▶ [Testo in esame]
======

Se è vero, come è vero, che Oscar Wilde cercava sempre il modo di rimediare un garofano verde da sistemare in uno degli occhielli della giacca, a noi quel verde fa tornare in mente la giacca di un pilota, dello stesso colore, abbinata a una camicia bianca con il farfallino; lui si calava così nell'abitacolo, come se invece di lanciarsi a duecentocinquanta e più chilometri orari dovesse semplicemente posare per una foto con le mani sul volante, a motore spento.
Mike Hawthorn, non certo uno di passaggio; uno, però, per il quale la vita è passata troppo in fretta; uno tra quelli che al Vecchio sono piaciuti più di tutti gli altri. Perché? Per la faccia da eterno bambino montata sul corpo adulto di un gentiluomo inglese? Perché Ferrari preferiva gli stranieri? No, perché Hawthorn possedeva un qualcosa che a Ferrari pilota era sempre mancato: la capacità di sfidare il limite. Di individuarlo e di andare poi oltre. Il modo di correre, il solo che davvero avesse senso, per Hawthorn, era questo. Sfidare se stessi attraverso il confronto con gli altri piloti.
Sul giro secco, o sulla prestazione pura, questo il Vecchio lo diceva sottovoce ai suoi più intimi confidenti, Hawthorn riusciva a duellare con Fangio. A essere ai livelli del più grande dell'epoca e uno dei più grandi di sempre. A compiere le stesse manovre che riuscivano al campione argentino, come tenere completamente giù l’acceleratore nella curva di Gueux, a Reims.

======

▶ [Serie di esercizi]
- 1) Ripeti parola per parola il brano del testo su Mike Hawthorn da "Se è vero, come" fino a "a motore spento." incluso.
- 2) Prosegui il testo su Mike Hawthorn dopo la sua ultima frase.

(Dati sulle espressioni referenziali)
======

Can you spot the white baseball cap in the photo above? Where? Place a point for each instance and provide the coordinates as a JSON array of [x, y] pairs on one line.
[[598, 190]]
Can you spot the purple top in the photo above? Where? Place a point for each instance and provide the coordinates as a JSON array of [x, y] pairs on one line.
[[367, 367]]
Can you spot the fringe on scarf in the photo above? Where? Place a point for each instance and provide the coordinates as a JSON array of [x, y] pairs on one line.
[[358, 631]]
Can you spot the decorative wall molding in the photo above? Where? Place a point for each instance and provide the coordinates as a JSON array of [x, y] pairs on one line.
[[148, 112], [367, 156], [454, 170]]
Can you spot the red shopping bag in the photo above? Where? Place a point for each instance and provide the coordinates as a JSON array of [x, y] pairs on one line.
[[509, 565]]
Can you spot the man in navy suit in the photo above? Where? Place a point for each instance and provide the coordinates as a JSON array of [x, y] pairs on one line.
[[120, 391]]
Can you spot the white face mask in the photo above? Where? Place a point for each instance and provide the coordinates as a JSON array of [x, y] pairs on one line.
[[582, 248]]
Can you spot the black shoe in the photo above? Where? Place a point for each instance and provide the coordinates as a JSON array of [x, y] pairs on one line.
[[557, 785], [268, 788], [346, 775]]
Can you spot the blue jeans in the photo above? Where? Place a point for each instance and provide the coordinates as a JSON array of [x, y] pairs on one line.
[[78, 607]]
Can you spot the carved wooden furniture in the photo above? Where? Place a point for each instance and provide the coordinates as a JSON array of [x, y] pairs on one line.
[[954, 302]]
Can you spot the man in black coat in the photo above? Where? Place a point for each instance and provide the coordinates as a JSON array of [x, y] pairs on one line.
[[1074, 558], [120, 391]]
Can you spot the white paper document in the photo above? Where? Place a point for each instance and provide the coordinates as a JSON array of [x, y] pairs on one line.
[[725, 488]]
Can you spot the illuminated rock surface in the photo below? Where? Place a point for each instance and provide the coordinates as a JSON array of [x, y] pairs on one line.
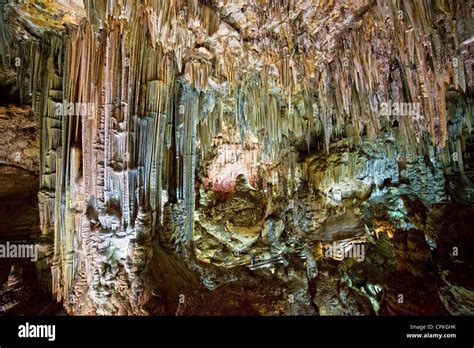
[[202, 157]]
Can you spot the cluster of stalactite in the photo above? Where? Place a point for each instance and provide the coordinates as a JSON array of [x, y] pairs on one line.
[[153, 84]]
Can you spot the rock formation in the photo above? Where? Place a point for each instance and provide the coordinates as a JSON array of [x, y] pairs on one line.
[[239, 157]]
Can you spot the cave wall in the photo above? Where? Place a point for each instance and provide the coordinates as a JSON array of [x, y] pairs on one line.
[[135, 101]]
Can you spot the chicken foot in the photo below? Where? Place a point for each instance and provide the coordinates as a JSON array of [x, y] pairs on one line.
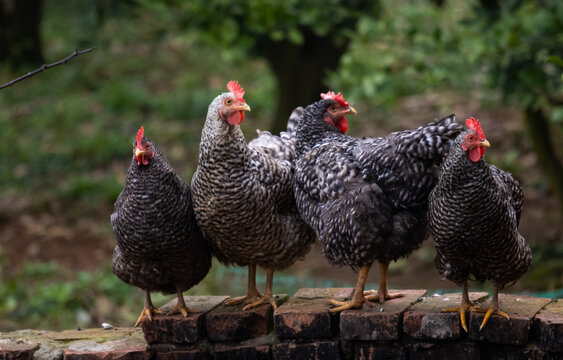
[[465, 306], [493, 309], [148, 309], [252, 294], [268, 297], [382, 293], [358, 298], [180, 306]]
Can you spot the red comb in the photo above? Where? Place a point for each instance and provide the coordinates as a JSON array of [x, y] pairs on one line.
[[337, 97], [236, 90], [474, 125], [140, 135]]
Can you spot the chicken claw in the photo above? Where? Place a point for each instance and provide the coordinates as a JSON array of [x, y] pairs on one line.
[[147, 312]]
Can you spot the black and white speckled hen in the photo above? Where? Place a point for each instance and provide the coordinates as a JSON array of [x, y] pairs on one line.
[[243, 198], [159, 245], [366, 198], [474, 213], [283, 146]]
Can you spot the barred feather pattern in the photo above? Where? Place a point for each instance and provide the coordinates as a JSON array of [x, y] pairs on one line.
[[244, 201], [474, 213], [283, 146], [159, 245], [366, 198]]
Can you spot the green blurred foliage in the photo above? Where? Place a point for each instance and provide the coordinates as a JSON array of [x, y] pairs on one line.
[[241, 24]]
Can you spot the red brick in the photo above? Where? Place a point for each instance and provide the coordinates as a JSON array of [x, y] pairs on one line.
[[364, 350], [425, 319], [231, 323], [176, 352], [178, 329], [14, 350], [380, 322], [515, 331], [242, 352], [458, 351], [127, 354], [549, 327], [306, 314], [508, 352], [317, 350], [195, 354]]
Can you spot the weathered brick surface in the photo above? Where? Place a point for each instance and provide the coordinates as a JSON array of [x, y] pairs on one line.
[[242, 352], [380, 322], [113, 354], [458, 351], [231, 323], [306, 315], [195, 354], [499, 330], [548, 325], [256, 348], [364, 350], [424, 320], [178, 329], [176, 352], [508, 352], [315, 350], [13, 350]]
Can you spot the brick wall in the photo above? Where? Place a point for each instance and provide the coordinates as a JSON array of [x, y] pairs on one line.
[[411, 327]]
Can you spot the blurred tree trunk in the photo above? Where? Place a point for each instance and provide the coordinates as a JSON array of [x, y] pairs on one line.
[[537, 127], [300, 70], [20, 41]]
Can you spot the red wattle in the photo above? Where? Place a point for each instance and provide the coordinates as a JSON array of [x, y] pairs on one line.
[[476, 153], [235, 117], [343, 125]]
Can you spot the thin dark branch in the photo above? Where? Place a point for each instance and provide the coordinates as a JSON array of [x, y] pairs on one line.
[[45, 67]]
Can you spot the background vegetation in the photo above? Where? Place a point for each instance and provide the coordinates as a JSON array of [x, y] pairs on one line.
[[65, 134]]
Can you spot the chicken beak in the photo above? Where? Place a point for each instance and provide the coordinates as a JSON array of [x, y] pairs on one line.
[[242, 107]]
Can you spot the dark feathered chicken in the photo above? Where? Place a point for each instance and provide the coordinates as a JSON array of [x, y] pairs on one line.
[[366, 199], [159, 245], [474, 213], [243, 198], [281, 147]]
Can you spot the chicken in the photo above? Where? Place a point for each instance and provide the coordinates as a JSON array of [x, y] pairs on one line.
[[474, 212], [159, 245], [243, 198], [281, 147], [366, 199]]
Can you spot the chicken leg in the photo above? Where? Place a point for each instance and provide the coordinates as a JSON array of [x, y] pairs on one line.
[[465, 306], [148, 309], [358, 298], [180, 305], [268, 295], [382, 293], [252, 294], [493, 308]]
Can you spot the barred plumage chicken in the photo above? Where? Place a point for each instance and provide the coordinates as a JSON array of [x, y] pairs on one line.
[[159, 245], [366, 199], [283, 146], [474, 213], [243, 198]]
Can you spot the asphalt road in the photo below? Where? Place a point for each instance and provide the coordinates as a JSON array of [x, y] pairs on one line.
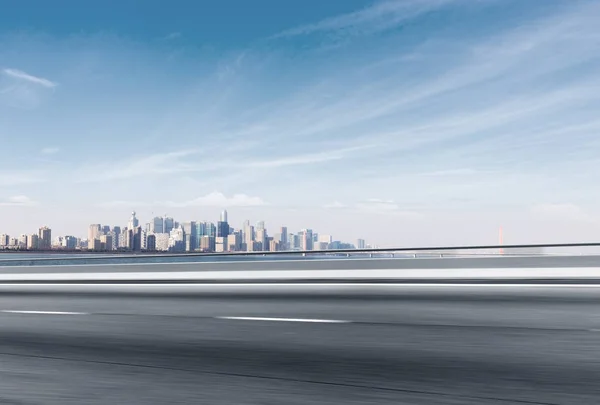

======

▶ [Risposte ai compiti]
- 1)
Se è vero, come è vero, che Oscar Wilde cercava sempre il modo di rimediare un garofano verde da sistemare in uno degli occhielli della giacca, a noi quel verde fa tornare in mente la giacca di un pilota, dello stesso colore, abbinata a una camicia bianca con il farfallino; lui si calava così nell'abitacolo, come se invece di lanciarsi a duecentocinquanta e più chilometri orari dovesse semplicemente posare per una foto con le mani sul volante, a motore spento.

- 2)
Per il Cavallino, offre il suo virtuoso contributo alla conquista dei titoli Sport negli anni ’53, ’54, ’57 e ’58. Vince la "24 Ore" di Spa-Francorchamps con Farina nel ’53, mentre nel 1954 conquista il "Tourist Trophy" a Dundrod. Soprattutto, Mike Hawthorn è il primo pilota britannico a conquistare il titolo mondiale, nel 1958 con la Ferrari 246 F1, ultima volta di una monoposto con motore anteriore, che a Monza aveva presentato la soluzione, fino a quel momento inedita, dei freni a disco.
Aveva già deciso che l'hanno seguente si sarebbe ritirato, anche se il destino sa forzare la mano persino alle determinazioni già prese.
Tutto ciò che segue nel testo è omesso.